→ STUDY QUESTIONS:
a) Answer each question from the report on influenza in the southern hemisphere below:
(i) At which university is Michael Baker a professor of public health?
(ii) How many people died from influenza in Australia in 2019, according to the report?
(iii) In which city is the WHO collaborating centre where Ian Barr is deputy director?
b) Translate this sentence from the report on influenza in the southern hemisphere into Spanish: "A number of countries in the southern hemisphere have seen a decline in cases of influenza, public health specialists confirmed."
c) For each statement, say whether the report on influenza in the southern hemisphere below agrees with it, and quote the words that decide it:
(i) New Zealand is among the countries with the lowest coronavirus cases in the world.
(ii) Australia has recorded no influenza deaths this year.
(iii) Ian Barr said flu cases have dropped sharply since March.
[Opening DOCUMENT EXTRACT section]
A number of countries in the southern hemisphere have seen a decline in cases of influenza, public health specialists confirmed.
In recent months, health systems across the southern half have been making all efforts to avoid a surge in influenza cases, which together with the coronavirus pandemic could have seriously overwhelmed hospitals.
Public health specialists in Australia, New Zealand and South America said most countries in the southern hemisphere of the globe have seen either a decrease in levels of flu or none at all. This has saved thousands of lives and has given a gleam of hope as winter approaches in the northern hemisphere.
A professor of public health at the University of Otago in Wellington, Michael Baker said: “It’s amazing. There’s just nothing there at all. No influenza.”
The most recent figures have shown that New Zealand is one of the countries with the lowest coronavirus cases in the world. “Our excess winter mortality peak has largely disappeared,” Baker said.
Australia has also confirmed a record decrease in cases rates of flu and other respiratory diseases since coronavirus restrictions were imposed. This has enabled health services to channel more efforts on tackling the coronavirus pandemic.
“Cases have fallen off a cliff since March,” said Prof Ian Barr, deputy director of the World Health Organization’s collaborating centre for reference and research on influenza, in Melbourne.
The number of people who have died from influenza in Australia this year is below 40 compared to more than 950 in 2019, “and there haven’t been any deaths for the past three to four months”, Barr added.
As countries across the globe impose restrictions to curb the spread of the coronavirus, levels of infections from other respiratory diseases have also plummeted.
[Closing DOCUMENT EXTRACT section]
[Opening GIVEN INFORMATION section]
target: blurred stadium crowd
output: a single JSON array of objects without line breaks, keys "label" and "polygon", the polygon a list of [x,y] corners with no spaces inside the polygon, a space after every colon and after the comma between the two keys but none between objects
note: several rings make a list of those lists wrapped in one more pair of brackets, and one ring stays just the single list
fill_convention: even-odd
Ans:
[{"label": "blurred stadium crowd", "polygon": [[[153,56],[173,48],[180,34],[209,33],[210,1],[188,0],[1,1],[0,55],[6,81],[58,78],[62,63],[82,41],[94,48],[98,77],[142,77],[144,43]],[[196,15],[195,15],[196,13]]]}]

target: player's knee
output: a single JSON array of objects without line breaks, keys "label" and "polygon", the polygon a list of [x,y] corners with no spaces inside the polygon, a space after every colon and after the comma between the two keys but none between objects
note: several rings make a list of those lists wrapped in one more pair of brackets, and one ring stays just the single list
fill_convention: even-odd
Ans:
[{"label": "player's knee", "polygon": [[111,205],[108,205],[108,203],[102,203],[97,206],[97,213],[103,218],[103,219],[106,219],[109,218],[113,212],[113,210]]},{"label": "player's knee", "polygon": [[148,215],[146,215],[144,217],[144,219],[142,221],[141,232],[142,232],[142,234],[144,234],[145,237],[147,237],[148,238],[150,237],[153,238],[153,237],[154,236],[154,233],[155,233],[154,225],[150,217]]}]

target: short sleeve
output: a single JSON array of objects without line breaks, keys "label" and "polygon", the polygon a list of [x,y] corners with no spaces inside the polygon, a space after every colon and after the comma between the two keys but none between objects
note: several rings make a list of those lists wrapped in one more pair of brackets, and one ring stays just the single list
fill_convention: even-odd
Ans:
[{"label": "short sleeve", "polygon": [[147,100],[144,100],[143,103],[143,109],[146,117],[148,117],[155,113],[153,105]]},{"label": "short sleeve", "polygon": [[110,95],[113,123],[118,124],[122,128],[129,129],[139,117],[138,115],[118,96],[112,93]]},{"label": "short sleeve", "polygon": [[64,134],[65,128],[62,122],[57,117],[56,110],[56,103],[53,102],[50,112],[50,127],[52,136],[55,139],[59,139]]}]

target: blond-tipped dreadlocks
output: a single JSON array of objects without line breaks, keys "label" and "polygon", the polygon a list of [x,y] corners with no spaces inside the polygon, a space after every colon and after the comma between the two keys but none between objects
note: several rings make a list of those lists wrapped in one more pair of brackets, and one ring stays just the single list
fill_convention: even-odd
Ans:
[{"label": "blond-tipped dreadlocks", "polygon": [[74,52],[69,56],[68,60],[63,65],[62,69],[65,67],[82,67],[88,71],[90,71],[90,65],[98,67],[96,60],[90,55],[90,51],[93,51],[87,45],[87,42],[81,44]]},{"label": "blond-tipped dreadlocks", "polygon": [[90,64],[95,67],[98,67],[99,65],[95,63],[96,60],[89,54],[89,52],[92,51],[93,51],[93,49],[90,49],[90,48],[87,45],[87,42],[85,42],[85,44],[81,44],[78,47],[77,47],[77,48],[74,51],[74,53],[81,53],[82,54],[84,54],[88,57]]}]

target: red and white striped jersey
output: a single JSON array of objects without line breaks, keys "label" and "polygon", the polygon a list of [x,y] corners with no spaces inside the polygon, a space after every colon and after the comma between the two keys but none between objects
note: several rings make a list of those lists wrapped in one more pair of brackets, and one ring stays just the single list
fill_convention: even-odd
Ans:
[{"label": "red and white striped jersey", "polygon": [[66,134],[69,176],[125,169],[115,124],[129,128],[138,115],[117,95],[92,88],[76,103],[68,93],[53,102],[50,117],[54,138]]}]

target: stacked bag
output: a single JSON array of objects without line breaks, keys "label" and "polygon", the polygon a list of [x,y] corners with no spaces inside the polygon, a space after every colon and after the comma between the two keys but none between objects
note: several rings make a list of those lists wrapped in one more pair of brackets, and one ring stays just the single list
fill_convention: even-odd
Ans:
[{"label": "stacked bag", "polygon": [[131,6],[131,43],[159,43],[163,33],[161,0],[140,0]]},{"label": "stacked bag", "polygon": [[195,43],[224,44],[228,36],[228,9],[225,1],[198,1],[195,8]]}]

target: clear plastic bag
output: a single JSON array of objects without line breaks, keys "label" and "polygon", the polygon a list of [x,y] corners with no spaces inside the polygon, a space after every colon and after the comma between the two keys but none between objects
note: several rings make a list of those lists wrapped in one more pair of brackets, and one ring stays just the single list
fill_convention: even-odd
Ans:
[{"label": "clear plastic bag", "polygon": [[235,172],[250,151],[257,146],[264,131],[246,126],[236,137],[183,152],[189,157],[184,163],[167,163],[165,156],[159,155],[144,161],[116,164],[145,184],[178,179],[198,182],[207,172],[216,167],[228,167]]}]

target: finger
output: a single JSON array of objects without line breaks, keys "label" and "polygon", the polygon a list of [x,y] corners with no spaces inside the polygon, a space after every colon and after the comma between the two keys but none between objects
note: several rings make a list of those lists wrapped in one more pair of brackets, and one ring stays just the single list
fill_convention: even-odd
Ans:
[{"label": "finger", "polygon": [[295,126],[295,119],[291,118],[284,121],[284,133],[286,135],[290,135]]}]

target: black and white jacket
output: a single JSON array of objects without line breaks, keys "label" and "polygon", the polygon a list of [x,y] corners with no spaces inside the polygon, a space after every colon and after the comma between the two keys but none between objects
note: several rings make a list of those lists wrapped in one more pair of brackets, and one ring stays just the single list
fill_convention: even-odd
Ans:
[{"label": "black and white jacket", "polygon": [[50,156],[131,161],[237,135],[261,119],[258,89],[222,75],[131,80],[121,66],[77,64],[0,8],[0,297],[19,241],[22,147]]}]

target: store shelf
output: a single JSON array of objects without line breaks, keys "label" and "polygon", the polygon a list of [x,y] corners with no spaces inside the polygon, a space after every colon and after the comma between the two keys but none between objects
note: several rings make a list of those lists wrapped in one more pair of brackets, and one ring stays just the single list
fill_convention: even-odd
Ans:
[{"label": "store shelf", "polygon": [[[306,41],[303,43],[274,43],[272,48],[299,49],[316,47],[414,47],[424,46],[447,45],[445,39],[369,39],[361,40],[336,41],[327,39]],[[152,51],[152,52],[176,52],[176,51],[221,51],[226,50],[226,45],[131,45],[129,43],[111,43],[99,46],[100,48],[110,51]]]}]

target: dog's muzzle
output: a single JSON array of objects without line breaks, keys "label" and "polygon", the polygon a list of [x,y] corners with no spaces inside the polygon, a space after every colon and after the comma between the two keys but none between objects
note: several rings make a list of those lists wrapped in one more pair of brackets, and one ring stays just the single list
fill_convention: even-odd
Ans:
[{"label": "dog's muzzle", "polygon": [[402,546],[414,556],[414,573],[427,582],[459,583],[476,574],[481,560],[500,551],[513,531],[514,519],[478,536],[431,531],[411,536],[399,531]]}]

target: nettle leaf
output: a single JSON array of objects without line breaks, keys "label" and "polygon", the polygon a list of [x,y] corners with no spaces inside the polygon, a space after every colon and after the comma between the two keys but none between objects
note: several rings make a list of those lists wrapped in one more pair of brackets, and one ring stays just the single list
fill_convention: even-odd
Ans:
[Closing GIVEN INFORMATION section]
→ TASK-BY-TASK ANSWERS:
a)
(i) The University of Otago in Wellington
(ii) More than 950
(iii) Melbourne

b) Varios países del hemisferio sur han registrado una disminución de los casos de gripe, confirmaron especialistas en salud pública.

c)
(i) Yes: "New Zealand is one of the countries with the lowest coronavirus cases in the world"
(ii) No: "The number of people who have died from influenza in Australia this year is below 40"
(iii) Yes: "Cases have fallen off a cliff since March"